Text excerpt below:

When New York real estate developers Steve and Lauren Witkoff were working out how to make their luxury condominium 111 Murray in Manhattan’s celebrity-filled TriBeCa neighborhood stand out from the crowd in a market flowing with over-the-top amenities, they started to think about what wealthy Manhattanites actually used.
Bored of golf simulators and other gimmicks, Lauren Witkoff started to brainstorm about her essentials. The answer? Blowouts.
“Everybody gets blowdrys, right?” she said. “People go to the gym, get sweaty, get their hair blow-dried and go to work. I started to think ‘How great if you could do all that right under your own roof and never have to leave the building.’”
One phone call later, followed by a little gentle persuasion, and the first residents-only Drybar was born—the icing on the cake for the Witkoffs’ 20,000 square feet of opulent amenities, which also include a 75-foot lap pool, a hammam and an interactive children’s playroom.
Faced with a slowing market, luxury residential real estate developers in New York, Los Angeles and Miami are pulling out all the stops to entice wealthy buyers. That means indoor ice rinks, a residents-only Michelin-starred restaurant and a Porsche-branded tower in Miami with elevators that take residents directly to their apartments while sitting in their cars.

End of Text excerpt.
Data extract below:

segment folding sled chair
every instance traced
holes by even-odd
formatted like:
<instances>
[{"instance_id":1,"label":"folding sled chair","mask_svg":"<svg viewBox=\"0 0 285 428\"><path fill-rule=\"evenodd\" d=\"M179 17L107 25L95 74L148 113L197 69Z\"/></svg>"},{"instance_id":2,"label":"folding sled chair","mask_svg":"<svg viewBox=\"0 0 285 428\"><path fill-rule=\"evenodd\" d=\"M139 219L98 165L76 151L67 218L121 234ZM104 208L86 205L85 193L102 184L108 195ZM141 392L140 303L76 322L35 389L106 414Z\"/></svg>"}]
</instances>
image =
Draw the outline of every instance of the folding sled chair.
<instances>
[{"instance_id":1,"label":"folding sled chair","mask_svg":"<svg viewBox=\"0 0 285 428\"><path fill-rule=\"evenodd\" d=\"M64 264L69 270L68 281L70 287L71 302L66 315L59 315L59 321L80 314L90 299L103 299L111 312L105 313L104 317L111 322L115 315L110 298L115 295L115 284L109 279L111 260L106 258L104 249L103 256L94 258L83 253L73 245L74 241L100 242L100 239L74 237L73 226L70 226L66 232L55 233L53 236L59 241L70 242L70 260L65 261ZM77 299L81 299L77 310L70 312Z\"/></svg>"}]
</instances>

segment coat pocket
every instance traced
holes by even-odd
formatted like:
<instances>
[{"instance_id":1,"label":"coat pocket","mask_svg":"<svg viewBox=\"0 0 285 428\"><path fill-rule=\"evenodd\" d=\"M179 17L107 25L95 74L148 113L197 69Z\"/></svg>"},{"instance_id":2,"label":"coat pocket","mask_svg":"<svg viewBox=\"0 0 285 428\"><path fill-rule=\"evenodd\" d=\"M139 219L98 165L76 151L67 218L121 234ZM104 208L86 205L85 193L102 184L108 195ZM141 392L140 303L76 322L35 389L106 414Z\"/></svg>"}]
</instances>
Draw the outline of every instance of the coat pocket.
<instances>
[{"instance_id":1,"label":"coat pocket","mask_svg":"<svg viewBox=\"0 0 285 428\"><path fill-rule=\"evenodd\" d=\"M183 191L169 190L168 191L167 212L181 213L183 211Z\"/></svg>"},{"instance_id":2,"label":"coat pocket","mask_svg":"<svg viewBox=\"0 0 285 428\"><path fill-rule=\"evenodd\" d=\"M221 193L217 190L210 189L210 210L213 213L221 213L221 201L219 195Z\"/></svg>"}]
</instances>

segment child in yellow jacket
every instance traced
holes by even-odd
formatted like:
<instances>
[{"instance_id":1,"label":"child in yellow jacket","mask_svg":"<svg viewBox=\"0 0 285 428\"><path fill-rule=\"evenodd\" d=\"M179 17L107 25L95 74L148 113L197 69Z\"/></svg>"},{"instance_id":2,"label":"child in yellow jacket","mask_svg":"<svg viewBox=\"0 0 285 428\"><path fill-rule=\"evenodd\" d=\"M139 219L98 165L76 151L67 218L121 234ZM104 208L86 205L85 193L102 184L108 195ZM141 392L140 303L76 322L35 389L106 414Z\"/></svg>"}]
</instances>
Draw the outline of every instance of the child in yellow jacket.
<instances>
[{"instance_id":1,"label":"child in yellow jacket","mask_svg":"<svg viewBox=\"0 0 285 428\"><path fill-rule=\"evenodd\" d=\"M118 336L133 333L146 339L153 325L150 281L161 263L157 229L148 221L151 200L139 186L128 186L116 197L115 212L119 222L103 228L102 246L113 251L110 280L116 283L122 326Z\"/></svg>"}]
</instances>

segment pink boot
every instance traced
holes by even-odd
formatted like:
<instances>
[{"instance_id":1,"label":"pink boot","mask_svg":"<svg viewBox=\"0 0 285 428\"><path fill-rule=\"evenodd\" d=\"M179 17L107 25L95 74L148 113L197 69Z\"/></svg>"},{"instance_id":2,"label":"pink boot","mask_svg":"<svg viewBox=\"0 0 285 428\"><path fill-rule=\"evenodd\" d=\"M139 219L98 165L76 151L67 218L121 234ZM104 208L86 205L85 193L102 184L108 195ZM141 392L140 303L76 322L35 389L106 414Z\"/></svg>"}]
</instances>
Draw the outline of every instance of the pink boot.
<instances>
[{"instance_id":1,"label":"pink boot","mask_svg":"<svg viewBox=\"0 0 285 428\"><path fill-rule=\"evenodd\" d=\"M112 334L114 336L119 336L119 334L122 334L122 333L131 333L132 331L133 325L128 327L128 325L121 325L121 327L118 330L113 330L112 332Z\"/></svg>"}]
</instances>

End of Data extract.

**Requirement 1**. Translate this sentence from the article on luxury condominium amenities into Spanish: "Bored of golf simulators and other gimmicks, Lauren Witkoff started to brainstorm about her essentials."
**Requirement 2**. Extend the article on luxury condominium amenities at the top of the page by writing what comes after its final sentence.

**Answer 1**. Cansada de los simuladores de golf y otros trucos, Lauren Witkoff empezó a hacer una lluvia de ideas sobre sus imprescindibles.

**Answer 2**.
For beauty, Drybar started the trend, inking a deal with 111 Murray in 2016, although its two-chair salon won’t officially open until early 2019 as construction is still under way on the building, where prices range from $2.5 million to $40 million.
It may not be the last residents-only Drybar, either. Cofounder Michael Landau says that in certain markets it could be a way to extend the brand. He admits he didn’t take the initial offer from the Witkoffs too seriously: “It’s not really our business model,” he said. “We couldn’t get enough business from 350 units to justify the operating expense of being in the building, so at first I said thanks, but that doesn’t make sense for us.”
But the two sides kept talking and struck a deal. “It ended up being a win-win,” Landau said.
The trend isn’t just hair. Organic skin-care guru Tata Harper has opened a namesake spa just for residents at the Herzog & de Meuron-designed Jade Signature condominium in Miami’s Sunny Isles, where a six-bedroom, full-floor penthouse with a private pool just sold for under $20 million.
Jade Signature’s developer was eyeing a few skin-care brands, but settled on Tata Harper for its natural positioning, which it believes has become important to homebuyers who are increasingly looking for environmentally conscious abodes. Here, they will be able to enjoy manicures and pedicures, as well as “healing” massages with jade stones placed on their heart and third-eye chakra.
Back in Manhattan, Gramercy Square’s 18,000-square-foot amenities space will feature services from vegan hair-care brand Yarok and organic Korean beauty spa Savor. There will be an app programmed specifically for residents to schedule appointments and reserve certain rooms.
MNDFL meditation studio is also coming on board, in what will be the first time it has partnered with a residential building to offer fully branded classes in a specially designed studio.
“If you have kids or family living with you, it’s hard to find that quiet space, so the idea of having an extension of your home that still feels like a home where you can achieve that quiet and you’re literally just an elevator ride away was very attractive,” said Ellie Burrows Gluck, chief executive officer of MNDFL.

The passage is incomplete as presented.